Por suerte, existimos en el mundo buenos samaritanos reacios al hilo dental a los que nos debe que su vocación carnicera y sádica tenga aprobación del Ministerio de Salud, a los que nos debe la realización de su vida y que sus buenos y sacrificados padres estén como están, orgullosos de su hijo, que sí tuvo éxito en la vida, no como la escritora esa del 5º D, que ya parece una chimenea de fumar, y que nadie sabe qué hace que tiene la luz prendida hasta las cinco de la mañana. Y su pobre vieja va a laburar para pagar la luz mientras ella escribe estas boludeces. ¿Se da cuenta?

domingo, 3 de febrero de 2008

Cómo me suicidé: otra triste historia real

Todo empezó el día que decidí suicidarme. Así es como suelen comenzar los suicidios.

Extractos de entradas:
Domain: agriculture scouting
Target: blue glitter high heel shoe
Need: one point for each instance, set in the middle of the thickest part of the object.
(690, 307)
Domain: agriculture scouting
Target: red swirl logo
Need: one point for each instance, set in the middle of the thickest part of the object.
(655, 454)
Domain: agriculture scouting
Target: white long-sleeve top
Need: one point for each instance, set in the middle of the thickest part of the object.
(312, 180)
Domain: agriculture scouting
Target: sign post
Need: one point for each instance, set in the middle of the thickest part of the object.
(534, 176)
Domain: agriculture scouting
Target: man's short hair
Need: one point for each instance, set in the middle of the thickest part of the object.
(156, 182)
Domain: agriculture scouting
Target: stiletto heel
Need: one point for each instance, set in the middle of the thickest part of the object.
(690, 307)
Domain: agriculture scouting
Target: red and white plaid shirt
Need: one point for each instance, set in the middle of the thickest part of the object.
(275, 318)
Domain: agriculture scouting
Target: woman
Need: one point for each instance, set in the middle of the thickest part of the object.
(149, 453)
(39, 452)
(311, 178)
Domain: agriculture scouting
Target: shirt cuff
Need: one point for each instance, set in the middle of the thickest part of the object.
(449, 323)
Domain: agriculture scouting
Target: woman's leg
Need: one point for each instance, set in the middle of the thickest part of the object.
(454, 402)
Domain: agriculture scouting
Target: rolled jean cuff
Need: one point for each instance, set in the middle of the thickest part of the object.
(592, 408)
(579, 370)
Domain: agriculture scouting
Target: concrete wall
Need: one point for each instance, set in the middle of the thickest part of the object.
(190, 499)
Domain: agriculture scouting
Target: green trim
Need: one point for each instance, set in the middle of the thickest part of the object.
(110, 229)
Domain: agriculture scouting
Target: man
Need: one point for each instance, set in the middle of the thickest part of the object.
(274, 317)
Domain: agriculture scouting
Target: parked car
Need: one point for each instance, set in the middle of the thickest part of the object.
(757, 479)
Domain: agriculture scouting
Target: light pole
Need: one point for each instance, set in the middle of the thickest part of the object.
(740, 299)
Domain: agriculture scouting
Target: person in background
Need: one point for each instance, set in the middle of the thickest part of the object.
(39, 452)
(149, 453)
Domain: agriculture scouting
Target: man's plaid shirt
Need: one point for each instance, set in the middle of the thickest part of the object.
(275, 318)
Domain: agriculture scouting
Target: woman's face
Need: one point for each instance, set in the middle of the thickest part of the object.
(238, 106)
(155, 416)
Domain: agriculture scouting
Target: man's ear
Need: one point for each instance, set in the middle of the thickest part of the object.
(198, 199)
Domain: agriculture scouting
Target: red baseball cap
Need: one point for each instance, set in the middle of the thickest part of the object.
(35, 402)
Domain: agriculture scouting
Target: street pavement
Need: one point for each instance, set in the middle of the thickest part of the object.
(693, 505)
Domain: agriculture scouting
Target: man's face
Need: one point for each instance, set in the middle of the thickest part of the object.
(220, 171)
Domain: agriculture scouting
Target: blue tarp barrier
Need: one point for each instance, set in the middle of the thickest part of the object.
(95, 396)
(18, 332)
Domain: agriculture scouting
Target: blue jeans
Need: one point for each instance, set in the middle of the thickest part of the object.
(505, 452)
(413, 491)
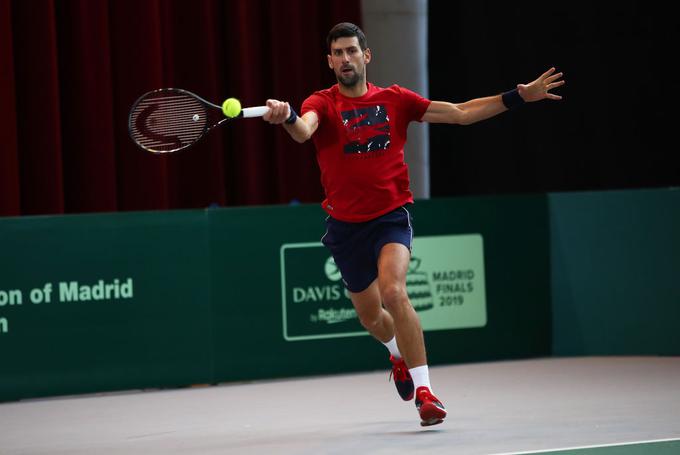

Tareas a realizar:
A – Responde con base en el fragmento:
(i) ¿Dónde vive la escritora que "ya parece una chimenea de fumar"?
(ii) ¿Hasta qué hora tiene ella la luz prendida?
(iii) ¿Qué fecha aparece sobre el título "Cómo me suicidé: otra triste historia real"?
B – ¿Podrías continuar el relato "Cómo me suicidé" del fragmento a partir de su última oración?

Respuestas por punto:
A –
(i) En el 5º D.
(ii) Hasta las cinco de la mañana.
(iii) Domingo, 3 de febrero de 2008.

B –
Conocí a muchos suicidas fracasados. Recuerdo especialmente a Susana, a la que apodé “la coleccionista de yesos”. La conocí en un hospital, cuando yo misma fracasé en mi primer intento de suicidio, que en realidad fue un fracaso porque no empecé como debería empezar todo suicida que quiera llegar a buen puerto. Es decir, yo no me propuse suicidarme sino entrar en la vida eterna y si era posible, también en el santoral, así que dejé de comer, como Santa Clara, solo que fui a dar con mi esqueleto al hospital, como Susanita. Susana empezó bien, se abrió las venas, pero la encontraron los parientes. Así llegó al hospital, donde le pusieron el primer yeso. Cuando le dieron el primer día de salida, fue y se tiró de un tercer piso, con lo cual se rompió una pierna y volvió con otro yeso. Susana jamás va a triunfar en la vida, eso está claro. “ Soy un fracaso”, decía entre sollozos. Y la verdad que sí.
Yo decidí empezar bien el día, decidiendo que fuera el último. Así que desayuné con vodka, mientras fumaba un caño y miraba por la ventana. Llueve, dije, un día perfecto para el pez banana. Decidí abrirme las venas como Petronio y empecé a meditar mis últimas palabras.
“ Qué gran artista pierde el mundo”, las deseché. Deseché también “Ay, Patria mía” y “ Con nosotros muere...”, teniendo en cuenta que era yo sola y que ningún Sienkiewicz iba a terminar la frase. Al fin opté por las de Cabral, “ muero contento, hemos batido al enemigo”, por considerar que es lo que mejor suena y teniendo en cuenta que el médico tal vez llegará a tiempo para escuchar mi última gran frase. Así también hago la felicidad de un hombre, ese era el sano propósito de mi suicidio, porque es sabido que el sueño inconfeso de los médicos es que nos muramos contentos.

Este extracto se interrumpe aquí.